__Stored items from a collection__
################
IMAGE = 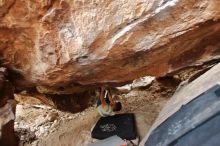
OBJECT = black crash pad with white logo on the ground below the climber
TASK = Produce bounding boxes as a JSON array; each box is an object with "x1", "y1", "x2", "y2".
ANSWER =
[{"x1": 91, "y1": 113, "x2": 137, "y2": 140}]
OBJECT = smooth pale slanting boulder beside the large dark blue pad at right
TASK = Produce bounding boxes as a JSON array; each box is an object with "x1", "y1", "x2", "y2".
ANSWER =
[{"x1": 140, "y1": 63, "x2": 220, "y2": 146}]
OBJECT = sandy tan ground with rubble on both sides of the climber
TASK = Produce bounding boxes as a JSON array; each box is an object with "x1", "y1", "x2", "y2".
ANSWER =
[{"x1": 15, "y1": 78, "x2": 176, "y2": 146}]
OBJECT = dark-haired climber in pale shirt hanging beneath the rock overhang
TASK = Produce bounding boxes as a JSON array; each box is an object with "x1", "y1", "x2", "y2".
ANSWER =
[{"x1": 96, "y1": 86, "x2": 121, "y2": 117}]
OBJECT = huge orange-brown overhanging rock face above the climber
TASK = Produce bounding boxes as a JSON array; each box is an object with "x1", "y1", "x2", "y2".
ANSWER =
[{"x1": 0, "y1": 0, "x2": 220, "y2": 91}]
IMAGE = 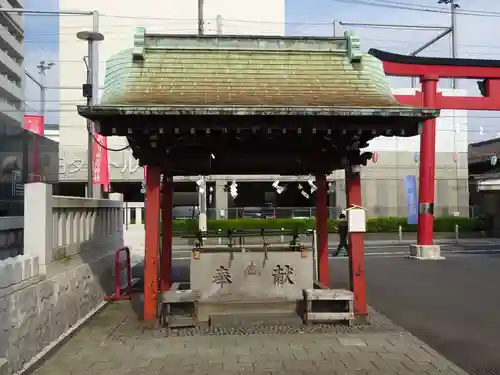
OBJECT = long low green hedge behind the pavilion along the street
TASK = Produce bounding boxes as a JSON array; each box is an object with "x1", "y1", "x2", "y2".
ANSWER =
[{"x1": 166, "y1": 217, "x2": 491, "y2": 234}]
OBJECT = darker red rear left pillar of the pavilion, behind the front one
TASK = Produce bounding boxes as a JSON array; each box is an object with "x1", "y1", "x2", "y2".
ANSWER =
[{"x1": 160, "y1": 175, "x2": 174, "y2": 292}]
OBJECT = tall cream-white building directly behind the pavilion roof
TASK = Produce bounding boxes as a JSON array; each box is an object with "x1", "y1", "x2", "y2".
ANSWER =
[{"x1": 57, "y1": 0, "x2": 285, "y2": 180}]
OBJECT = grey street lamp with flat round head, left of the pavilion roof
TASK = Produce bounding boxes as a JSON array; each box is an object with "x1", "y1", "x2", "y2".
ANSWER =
[{"x1": 76, "y1": 31, "x2": 104, "y2": 198}]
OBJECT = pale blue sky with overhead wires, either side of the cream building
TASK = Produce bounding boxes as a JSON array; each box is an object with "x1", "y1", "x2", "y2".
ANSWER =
[{"x1": 25, "y1": 0, "x2": 500, "y2": 141}]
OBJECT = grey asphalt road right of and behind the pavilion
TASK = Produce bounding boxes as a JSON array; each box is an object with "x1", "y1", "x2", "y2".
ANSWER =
[{"x1": 134, "y1": 240, "x2": 500, "y2": 375}]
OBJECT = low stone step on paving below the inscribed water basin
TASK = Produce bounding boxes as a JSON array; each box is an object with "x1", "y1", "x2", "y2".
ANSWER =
[{"x1": 209, "y1": 313, "x2": 303, "y2": 329}]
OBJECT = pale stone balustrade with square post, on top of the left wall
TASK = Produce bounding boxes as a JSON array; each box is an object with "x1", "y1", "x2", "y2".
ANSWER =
[{"x1": 0, "y1": 183, "x2": 123, "y2": 288}]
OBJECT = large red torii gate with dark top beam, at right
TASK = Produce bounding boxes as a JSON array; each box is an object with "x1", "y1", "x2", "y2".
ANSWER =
[{"x1": 368, "y1": 49, "x2": 500, "y2": 246}]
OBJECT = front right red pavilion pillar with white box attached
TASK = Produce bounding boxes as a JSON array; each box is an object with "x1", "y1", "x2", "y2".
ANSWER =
[{"x1": 346, "y1": 170, "x2": 368, "y2": 318}]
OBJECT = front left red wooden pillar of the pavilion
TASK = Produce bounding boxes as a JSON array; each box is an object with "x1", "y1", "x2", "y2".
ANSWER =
[{"x1": 144, "y1": 167, "x2": 161, "y2": 322}]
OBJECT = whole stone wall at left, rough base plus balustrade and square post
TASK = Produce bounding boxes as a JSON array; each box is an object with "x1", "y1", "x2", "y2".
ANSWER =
[{"x1": 0, "y1": 183, "x2": 123, "y2": 375}]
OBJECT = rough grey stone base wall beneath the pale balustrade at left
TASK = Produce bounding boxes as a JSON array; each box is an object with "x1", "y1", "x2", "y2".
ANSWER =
[{"x1": 0, "y1": 250, "x2": 114, "y2": 374}]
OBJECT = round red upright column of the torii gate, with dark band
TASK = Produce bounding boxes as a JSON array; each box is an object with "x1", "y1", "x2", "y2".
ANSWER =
[{"x1": 417, "y1": 76, "x2": 439, "y2": 245}]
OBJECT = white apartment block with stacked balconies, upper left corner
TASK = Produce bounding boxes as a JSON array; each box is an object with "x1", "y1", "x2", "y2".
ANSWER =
[{"x1": 0, "y1": 0, "x2": 24, "y2": 126}]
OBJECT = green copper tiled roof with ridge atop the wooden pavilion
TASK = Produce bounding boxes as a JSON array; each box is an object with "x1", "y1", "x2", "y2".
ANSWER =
[{"x1": 101, "y1": 28, "x2": 401, "y2": 108}]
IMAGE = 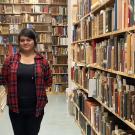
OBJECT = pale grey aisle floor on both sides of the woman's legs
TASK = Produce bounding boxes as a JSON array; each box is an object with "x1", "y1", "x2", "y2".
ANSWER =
[{"x1": 0, "y1": 94, "x2": 81, "y2": 135}]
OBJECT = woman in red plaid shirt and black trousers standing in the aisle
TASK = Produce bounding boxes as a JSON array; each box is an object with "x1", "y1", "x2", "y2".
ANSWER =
[{"x1": 0, "y1": 28, "x2": 52, "y2": 135}]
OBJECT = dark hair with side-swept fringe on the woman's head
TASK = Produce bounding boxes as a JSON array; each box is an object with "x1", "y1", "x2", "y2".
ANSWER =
[{"x1": 18, "y1": 28, "x2": 37, "y2": 46}]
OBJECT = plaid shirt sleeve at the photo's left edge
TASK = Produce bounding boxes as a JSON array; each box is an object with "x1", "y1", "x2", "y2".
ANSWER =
[{"x1": 0, "y1": 57, "x2": 10, "y2": 85}]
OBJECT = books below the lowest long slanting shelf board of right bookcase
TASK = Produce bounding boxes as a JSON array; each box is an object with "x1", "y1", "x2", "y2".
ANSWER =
[{"x1": 74, "y1": 89, "x2": 134, "y2": 135}]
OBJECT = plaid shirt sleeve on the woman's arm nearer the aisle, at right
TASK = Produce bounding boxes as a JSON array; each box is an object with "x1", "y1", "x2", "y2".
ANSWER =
[{"x1": 43, "y1": 59, "x2": 52, "y2": 87}]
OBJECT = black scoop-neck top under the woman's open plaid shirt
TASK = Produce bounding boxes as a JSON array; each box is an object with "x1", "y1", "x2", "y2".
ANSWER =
[{"x1": 17, "y1": 63, "x2": 36, "y2": 112}]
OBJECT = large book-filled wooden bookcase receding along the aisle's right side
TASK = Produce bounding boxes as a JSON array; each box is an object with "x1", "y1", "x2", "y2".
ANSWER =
[{"x1": 69, "y1": 0, "x2": 135, "y2": 135}]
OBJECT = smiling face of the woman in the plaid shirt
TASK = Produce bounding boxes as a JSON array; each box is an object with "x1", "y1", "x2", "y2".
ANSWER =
[{"x1": 19, "y1": 36, "x2": 35, "y2": 52}]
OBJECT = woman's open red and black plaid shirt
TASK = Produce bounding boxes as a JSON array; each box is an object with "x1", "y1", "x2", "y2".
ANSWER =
[{"x1": 0, "y1": 53, "x2": 52, "y2": 116}]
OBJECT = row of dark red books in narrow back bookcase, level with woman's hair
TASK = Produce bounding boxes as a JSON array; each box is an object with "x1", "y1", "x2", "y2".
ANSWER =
[{"x1": 52, "y1": 26, "x2": 67, "y2": 36}]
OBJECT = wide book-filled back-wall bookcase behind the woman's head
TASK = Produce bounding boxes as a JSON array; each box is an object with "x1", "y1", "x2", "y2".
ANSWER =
[{"x1": 0, "y1": 0, "x2": 52, "y2": 59}]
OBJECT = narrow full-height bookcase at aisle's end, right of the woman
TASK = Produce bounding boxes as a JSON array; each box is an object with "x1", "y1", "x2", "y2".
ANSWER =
[{"x1": 51, "y1": 0, "x2": 68, "y2": 92}]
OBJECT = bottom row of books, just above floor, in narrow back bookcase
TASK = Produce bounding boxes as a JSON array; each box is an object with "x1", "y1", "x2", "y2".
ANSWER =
[{"x1": 52, "y1": 84, "x2": 67, "y2": 92}]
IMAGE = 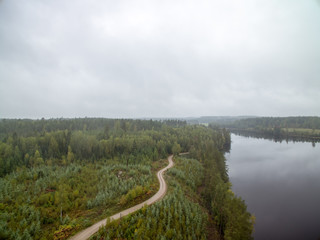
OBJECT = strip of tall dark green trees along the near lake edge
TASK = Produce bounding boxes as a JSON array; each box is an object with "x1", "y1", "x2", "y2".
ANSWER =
[{"x1": 190, "y1": 130, "x2": 255, "y2": 240}]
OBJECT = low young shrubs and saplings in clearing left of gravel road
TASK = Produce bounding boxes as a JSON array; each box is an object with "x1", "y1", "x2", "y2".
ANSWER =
[{"x1": 0, "y1": 164, "x2": 153, "y2": 239}]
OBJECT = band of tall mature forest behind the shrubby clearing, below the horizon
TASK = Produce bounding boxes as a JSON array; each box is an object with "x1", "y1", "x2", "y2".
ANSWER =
[{"x1": 0, "y1": 118, "x2": 188, "y2": 176}]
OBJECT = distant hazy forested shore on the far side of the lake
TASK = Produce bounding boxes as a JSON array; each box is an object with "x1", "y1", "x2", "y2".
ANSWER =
[{"x1": 217, "y1": 117, "x2": 320, "y2": 141}]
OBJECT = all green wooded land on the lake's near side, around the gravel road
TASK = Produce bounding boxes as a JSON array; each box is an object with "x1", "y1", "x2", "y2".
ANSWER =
[{"x1": 0, "y1": 118, "x2": 253, "y2": 239}]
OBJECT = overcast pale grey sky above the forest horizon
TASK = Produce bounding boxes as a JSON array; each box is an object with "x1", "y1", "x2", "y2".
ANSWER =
[{"x1": 0, "y1": 0, "x2": 320, "y2": 119}]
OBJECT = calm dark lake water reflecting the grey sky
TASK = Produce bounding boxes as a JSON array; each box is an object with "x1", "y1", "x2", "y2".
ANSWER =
[{"x1": 226, "y1": 134, "x2": 320, "y2": 240}]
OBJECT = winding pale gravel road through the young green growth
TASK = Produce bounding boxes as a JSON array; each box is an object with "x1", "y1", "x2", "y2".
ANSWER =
[{"x1": 70, "y1": 155, "x2": 174, "y2": 240}]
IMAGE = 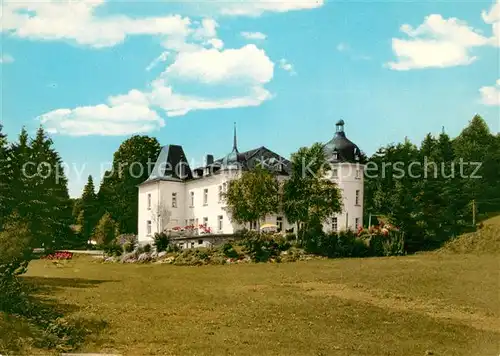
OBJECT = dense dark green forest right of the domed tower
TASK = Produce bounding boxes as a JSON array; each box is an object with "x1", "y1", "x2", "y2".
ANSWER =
[{"x1": 365, "y1": 115, "x2": 500, "y2": 252}]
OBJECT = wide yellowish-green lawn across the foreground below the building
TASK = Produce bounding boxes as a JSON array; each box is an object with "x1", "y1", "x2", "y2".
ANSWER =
[{"x1": 9, "y1": 254, "x2": 500, "y2": 356}]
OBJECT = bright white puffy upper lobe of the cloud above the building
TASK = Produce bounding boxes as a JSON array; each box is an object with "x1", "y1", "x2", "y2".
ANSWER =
[{"x1": 163, "y1": 44, "x2": 274, "y2": 85}]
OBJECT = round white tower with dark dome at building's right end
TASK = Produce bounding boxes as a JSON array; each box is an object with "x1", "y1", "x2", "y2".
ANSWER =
[{"x1": 324, "y1": 120, "x2": 364, "y2": 231}]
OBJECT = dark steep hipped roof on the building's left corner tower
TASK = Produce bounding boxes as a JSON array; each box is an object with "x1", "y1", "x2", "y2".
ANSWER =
[{"x1": 142, "y1": 145, "x2": 193, "y2": 184}]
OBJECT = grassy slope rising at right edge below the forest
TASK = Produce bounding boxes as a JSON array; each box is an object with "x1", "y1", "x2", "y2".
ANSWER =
[{"x1": 437, "y1": 215, "x2": 500, "y2": 254}]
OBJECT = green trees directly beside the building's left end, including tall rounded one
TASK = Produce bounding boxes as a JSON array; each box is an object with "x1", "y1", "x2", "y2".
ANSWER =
[{"x1": 72, "y1": 135, "x2": 161, "y2": 246}]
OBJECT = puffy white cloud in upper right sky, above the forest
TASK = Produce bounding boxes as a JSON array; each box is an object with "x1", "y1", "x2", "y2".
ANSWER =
[{"x1": 387, "y1": 14, "x2": 489, "y2": 70}]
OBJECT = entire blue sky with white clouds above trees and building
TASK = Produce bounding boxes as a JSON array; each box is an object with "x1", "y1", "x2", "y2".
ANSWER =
[{"x1": 0, "y1": 0, "x2": 500, "y2": 196}]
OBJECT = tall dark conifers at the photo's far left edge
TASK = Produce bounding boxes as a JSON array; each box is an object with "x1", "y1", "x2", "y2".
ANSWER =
[{"x1": 0, "y1": 125, "x2": 72, "y2": 249}]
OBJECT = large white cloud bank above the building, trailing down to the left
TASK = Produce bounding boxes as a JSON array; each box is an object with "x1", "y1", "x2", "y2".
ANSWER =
[{"x1": 38, "y1": 45, "x2": 274, "y2": 136}]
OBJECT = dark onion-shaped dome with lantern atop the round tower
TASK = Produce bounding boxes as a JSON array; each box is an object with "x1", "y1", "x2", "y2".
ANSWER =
[{"x1": 323, "y1": 120, "x2": 361, "y2": 163}]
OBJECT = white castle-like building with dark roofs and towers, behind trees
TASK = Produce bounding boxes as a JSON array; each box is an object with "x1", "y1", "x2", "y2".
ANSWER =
[{"x1": 138, "y1": 121, "x2": 364, "y2": 247}]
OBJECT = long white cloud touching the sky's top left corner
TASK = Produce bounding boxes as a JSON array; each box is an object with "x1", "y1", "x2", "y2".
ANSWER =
[{"x1": 1, "y1": 0, "x2": 193, "y2": 48}]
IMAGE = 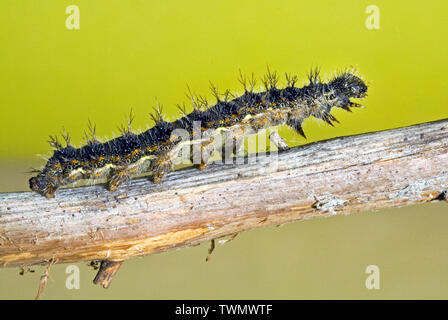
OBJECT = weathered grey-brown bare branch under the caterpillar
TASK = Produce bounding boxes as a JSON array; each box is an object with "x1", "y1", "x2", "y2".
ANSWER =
[{"x1": 0, "y1": 120, "x2": 448, "y2": 267}]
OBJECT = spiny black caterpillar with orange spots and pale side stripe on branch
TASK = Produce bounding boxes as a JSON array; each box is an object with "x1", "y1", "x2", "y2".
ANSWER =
[{"x1": 29, "y1": 68, "x2": 367, "y2": 198}]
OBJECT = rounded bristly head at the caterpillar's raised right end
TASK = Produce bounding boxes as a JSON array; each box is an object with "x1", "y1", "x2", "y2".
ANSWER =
[{"x1": 329, "y1": 72, "x2": 367, "y2": 101}]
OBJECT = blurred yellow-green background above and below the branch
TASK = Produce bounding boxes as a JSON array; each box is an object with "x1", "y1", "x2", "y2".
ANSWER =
[{"x1": 0, "y1": 0, "x2": 448, "y2": 299}]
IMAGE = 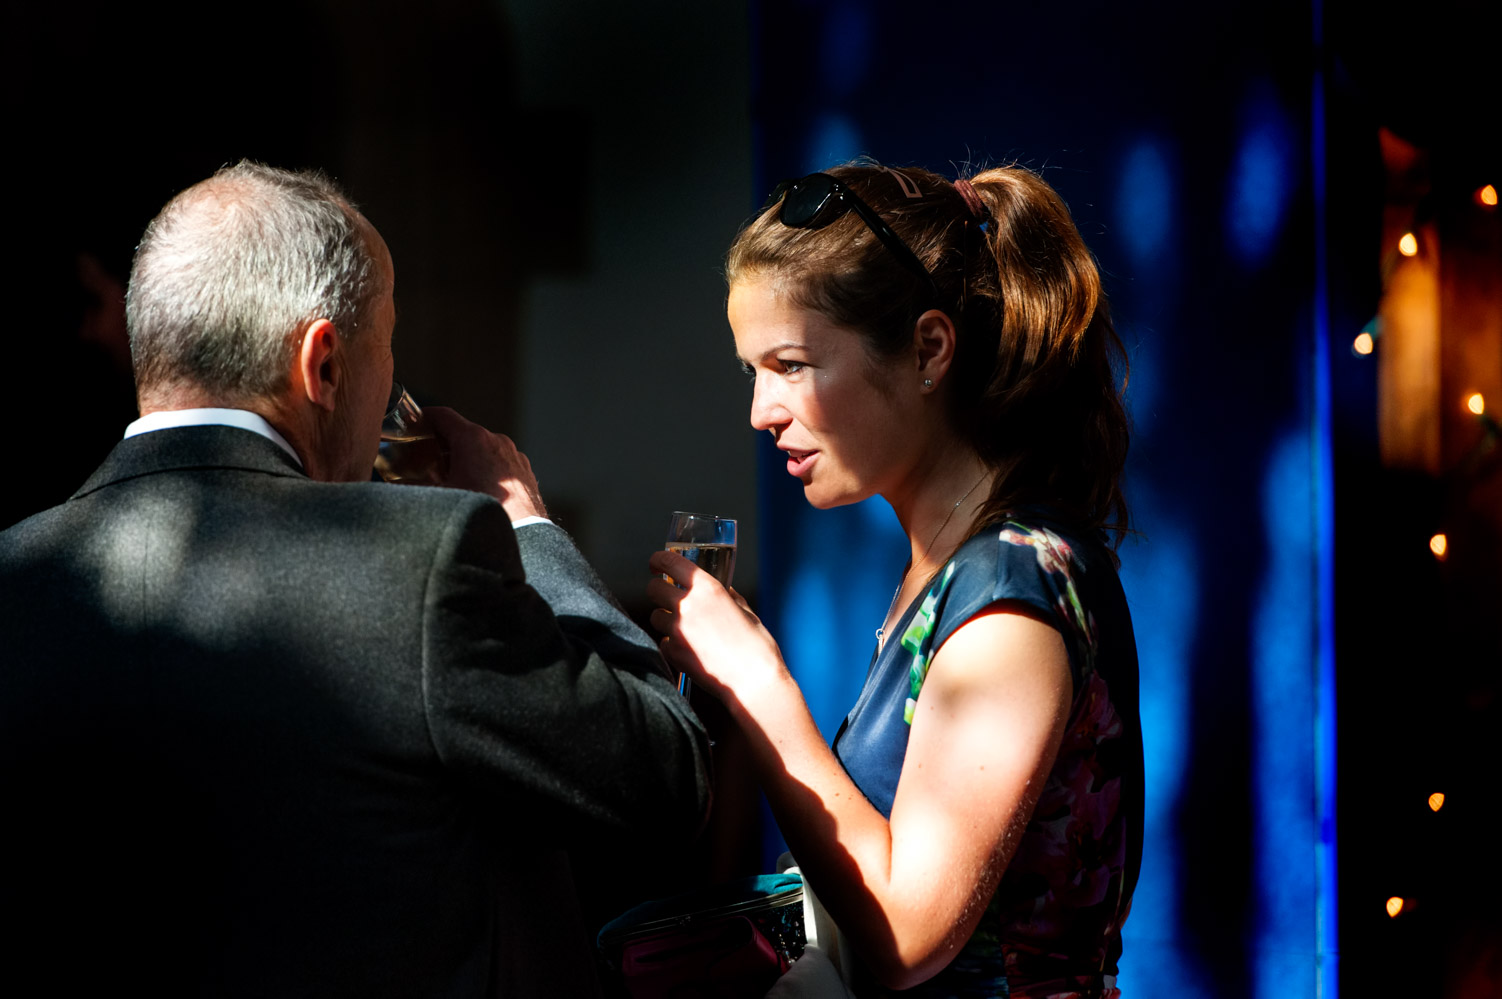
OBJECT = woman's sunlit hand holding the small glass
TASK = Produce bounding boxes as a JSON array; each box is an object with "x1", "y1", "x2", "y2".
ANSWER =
[{"x1": 647, "y1": 551, "x2": 789, "y2": 706}]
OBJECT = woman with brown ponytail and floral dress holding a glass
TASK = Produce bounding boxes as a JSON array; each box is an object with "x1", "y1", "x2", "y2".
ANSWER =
[{"x1": 649, "y1": 164, "x2": 1143, "y2": 999}]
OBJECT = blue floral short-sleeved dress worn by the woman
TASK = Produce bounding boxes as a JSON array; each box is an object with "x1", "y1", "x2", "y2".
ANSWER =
################
__Task instructions__
Word for word, give again the lines from the first entry to the line with "OBJECT = huge", inclusive. Exclude the pictures.

__Answer space__
IMAGE = 
OBJECT = black crash pad with white logo on the ground below the climber
TASK = Produce bounding boxes as a JSON array; each box is an object with "x1", "y1", "x2", "y2".
ANSWER =
[{"x1": 91, "y1": 113, "x2": 137, "y2": 140}]
OBJECT = smooth pale slanting boulder beside the large dark blue pad at right
TASK = Produce bounding boxes as a JSON array; each box is an object with "x1", "y1", "x2", "y2".
ANSWER =
[{"x1": 140, "y1": 63, "x2": 220, "y2": 146}]
OBJECT = sandy tan ground with rubble on both sides of the climber
TASK = Produce bounding boxes as a JSON array; each box is an object with "x1", "y1", "x2", "y2".
ANSWER =
[{"x1": 15, "y1": 78, "x2": 176, "y2": 146}]
OBJECT = dark-haired climber in pale shirt hanging beneath the rock overhang
TASK = Produce bounding boxes as a JSON array; each box is an object with "x1", "y1", "x2", "y2".
ANSWER =
[{"x1": 96, "y1": 86, "x2": 121, "y2": 117}]
OBJECT = huge orange-brown overhanging rock face above the climber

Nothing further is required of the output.